*Task instructions*
Extract every line from the items below that contains the word "outline".

*Stored data*

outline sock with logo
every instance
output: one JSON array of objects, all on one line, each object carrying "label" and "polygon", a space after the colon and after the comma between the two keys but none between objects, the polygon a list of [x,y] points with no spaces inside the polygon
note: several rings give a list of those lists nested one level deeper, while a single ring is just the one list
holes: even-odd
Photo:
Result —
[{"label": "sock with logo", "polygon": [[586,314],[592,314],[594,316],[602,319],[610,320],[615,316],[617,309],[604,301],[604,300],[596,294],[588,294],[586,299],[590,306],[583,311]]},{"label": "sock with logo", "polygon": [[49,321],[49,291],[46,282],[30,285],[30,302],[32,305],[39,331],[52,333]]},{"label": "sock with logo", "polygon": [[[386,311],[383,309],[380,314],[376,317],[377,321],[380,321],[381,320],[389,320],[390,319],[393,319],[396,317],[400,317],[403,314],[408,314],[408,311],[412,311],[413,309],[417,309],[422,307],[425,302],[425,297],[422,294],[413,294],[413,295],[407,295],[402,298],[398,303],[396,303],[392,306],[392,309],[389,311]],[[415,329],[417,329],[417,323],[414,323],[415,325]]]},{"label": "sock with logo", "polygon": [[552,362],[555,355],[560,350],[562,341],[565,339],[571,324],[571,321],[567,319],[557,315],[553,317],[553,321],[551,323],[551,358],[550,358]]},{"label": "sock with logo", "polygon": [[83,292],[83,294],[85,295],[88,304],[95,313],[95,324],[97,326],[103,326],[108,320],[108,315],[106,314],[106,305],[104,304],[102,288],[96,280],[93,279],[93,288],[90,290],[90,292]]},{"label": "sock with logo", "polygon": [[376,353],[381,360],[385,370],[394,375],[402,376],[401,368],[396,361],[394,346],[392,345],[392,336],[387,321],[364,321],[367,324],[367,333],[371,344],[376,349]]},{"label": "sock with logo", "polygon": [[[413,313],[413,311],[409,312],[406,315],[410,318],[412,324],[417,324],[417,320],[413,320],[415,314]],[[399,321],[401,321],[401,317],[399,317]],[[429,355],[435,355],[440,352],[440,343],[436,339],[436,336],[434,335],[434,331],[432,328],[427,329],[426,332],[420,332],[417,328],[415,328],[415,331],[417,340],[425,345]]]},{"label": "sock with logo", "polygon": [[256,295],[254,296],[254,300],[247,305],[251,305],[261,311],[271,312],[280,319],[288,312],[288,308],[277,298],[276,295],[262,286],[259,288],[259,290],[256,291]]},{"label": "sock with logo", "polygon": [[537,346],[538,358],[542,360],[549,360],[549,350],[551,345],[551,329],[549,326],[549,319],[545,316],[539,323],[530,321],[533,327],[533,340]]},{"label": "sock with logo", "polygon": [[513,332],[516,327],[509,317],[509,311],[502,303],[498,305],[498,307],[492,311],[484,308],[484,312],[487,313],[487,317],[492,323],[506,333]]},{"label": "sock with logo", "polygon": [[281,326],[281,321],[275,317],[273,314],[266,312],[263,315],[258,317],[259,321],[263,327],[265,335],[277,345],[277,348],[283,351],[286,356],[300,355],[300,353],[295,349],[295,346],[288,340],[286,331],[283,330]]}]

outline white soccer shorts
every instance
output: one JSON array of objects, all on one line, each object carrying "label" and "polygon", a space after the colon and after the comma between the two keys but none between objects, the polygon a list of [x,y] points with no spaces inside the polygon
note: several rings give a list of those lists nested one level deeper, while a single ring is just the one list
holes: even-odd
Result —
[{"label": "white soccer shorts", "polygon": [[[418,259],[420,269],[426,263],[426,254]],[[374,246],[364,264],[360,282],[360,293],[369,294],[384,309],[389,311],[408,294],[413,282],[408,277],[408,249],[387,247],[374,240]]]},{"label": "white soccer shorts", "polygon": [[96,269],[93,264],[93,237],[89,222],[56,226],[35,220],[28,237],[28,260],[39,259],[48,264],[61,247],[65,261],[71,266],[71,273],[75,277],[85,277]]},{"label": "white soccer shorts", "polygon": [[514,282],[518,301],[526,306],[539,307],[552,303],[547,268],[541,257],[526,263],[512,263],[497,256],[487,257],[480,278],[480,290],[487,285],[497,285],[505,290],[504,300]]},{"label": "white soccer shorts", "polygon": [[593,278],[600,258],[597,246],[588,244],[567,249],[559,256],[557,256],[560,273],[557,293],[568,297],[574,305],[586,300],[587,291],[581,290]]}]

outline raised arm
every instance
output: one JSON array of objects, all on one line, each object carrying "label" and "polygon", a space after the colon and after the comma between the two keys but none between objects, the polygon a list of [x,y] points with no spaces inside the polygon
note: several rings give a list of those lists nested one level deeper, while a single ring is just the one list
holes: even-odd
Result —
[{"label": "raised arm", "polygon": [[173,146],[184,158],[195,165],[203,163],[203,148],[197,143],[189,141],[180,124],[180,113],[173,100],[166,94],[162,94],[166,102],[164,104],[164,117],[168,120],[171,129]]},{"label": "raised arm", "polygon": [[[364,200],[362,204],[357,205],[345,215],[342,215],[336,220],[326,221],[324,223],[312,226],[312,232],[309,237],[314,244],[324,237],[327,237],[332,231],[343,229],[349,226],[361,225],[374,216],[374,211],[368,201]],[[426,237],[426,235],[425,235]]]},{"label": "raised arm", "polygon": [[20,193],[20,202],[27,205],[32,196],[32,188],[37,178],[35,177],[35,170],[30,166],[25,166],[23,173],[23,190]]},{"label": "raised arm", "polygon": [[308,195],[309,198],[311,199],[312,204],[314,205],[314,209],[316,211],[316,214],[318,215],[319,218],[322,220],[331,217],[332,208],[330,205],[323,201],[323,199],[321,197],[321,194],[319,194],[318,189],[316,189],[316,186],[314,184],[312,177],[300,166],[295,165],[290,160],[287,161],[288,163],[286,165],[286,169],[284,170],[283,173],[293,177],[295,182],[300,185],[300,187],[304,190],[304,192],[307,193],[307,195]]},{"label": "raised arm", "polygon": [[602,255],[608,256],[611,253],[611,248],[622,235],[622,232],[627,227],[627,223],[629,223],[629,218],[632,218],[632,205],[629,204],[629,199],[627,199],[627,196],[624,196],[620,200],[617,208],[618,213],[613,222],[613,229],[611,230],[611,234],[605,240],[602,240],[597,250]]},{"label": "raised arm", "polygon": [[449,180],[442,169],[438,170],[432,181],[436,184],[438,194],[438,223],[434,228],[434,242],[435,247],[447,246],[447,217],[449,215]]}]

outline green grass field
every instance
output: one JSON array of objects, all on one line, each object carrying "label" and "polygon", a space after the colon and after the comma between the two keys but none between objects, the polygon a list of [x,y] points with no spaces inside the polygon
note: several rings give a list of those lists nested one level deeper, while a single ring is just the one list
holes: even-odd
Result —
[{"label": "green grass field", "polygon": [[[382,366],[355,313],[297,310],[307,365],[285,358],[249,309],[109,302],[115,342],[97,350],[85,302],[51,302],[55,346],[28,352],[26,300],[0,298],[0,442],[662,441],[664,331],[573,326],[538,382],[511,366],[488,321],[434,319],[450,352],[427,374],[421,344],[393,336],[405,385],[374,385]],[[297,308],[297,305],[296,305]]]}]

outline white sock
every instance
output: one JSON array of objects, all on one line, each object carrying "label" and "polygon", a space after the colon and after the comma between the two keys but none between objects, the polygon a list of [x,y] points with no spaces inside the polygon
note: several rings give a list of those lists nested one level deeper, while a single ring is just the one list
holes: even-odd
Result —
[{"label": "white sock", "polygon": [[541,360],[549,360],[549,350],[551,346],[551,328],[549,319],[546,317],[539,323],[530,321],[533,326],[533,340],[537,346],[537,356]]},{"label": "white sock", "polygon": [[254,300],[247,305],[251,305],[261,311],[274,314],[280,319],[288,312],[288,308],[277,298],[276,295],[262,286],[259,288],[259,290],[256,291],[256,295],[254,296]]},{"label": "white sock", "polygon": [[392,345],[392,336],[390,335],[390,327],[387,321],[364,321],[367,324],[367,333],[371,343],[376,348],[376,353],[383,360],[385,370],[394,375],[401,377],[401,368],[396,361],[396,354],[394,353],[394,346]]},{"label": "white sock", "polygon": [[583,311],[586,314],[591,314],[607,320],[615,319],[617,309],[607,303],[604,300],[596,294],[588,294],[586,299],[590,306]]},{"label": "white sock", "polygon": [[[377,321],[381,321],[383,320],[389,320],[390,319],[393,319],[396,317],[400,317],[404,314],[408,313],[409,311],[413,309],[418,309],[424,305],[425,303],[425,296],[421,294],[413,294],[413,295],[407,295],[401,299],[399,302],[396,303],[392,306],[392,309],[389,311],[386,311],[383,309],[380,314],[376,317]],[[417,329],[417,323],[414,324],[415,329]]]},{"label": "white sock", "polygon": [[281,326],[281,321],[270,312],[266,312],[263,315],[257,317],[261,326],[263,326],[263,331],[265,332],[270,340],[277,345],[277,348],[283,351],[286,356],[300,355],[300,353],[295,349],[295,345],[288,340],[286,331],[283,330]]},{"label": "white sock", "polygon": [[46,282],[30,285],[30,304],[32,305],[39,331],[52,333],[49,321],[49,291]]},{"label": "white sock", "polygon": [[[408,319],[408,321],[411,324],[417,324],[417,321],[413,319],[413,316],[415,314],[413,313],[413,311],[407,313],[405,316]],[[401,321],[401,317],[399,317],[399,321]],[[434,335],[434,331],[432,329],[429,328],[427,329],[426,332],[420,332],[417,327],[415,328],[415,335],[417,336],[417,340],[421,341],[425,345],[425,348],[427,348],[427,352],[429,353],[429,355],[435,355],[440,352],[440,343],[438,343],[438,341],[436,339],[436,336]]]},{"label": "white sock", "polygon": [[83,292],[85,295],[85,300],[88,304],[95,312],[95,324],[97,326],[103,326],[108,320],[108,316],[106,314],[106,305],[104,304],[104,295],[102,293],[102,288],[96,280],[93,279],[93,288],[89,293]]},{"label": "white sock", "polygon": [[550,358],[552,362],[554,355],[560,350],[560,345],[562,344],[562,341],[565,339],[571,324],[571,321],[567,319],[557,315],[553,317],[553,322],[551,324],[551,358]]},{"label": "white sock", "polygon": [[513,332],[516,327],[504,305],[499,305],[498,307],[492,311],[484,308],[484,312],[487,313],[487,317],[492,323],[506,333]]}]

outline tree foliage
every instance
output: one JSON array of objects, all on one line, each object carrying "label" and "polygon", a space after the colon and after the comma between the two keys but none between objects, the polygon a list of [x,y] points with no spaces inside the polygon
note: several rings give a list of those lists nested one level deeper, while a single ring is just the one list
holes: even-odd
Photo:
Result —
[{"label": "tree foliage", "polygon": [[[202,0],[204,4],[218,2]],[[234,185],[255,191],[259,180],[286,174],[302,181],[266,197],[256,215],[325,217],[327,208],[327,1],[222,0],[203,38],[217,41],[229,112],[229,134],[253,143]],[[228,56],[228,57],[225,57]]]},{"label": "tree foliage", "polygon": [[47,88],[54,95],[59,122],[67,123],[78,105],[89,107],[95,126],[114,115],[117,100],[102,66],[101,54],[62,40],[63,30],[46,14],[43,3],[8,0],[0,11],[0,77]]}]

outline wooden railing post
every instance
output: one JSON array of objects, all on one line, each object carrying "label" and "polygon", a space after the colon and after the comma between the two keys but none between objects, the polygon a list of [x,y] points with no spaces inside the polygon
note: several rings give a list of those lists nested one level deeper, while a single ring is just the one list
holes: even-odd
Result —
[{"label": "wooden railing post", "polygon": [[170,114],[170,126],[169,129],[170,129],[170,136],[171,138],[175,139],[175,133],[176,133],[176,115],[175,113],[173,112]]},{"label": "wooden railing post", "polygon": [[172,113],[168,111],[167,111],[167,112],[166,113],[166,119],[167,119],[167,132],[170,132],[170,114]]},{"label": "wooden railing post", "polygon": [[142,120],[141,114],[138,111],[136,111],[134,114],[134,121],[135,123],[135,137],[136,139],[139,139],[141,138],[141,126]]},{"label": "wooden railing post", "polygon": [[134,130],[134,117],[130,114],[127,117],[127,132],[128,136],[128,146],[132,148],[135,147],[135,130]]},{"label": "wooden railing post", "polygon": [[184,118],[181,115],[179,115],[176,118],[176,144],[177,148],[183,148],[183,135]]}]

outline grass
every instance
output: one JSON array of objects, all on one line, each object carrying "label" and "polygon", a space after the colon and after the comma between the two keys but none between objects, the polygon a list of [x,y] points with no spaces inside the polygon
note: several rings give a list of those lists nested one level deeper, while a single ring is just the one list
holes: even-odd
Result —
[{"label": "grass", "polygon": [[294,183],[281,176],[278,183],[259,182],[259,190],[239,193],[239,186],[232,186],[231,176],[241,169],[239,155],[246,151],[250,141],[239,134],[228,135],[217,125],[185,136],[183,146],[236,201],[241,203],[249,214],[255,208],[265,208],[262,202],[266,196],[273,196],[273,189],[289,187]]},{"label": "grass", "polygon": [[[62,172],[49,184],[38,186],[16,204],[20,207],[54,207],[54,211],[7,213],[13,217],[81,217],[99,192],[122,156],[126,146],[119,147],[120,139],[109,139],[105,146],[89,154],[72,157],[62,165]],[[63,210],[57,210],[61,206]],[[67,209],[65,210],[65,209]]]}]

*Solution for this task*
outline sock with logo
outline white soccer shorts
outline raised arm
outline green grass field
outline white sock
outline tree foliage
outline wooden railing post
outline grass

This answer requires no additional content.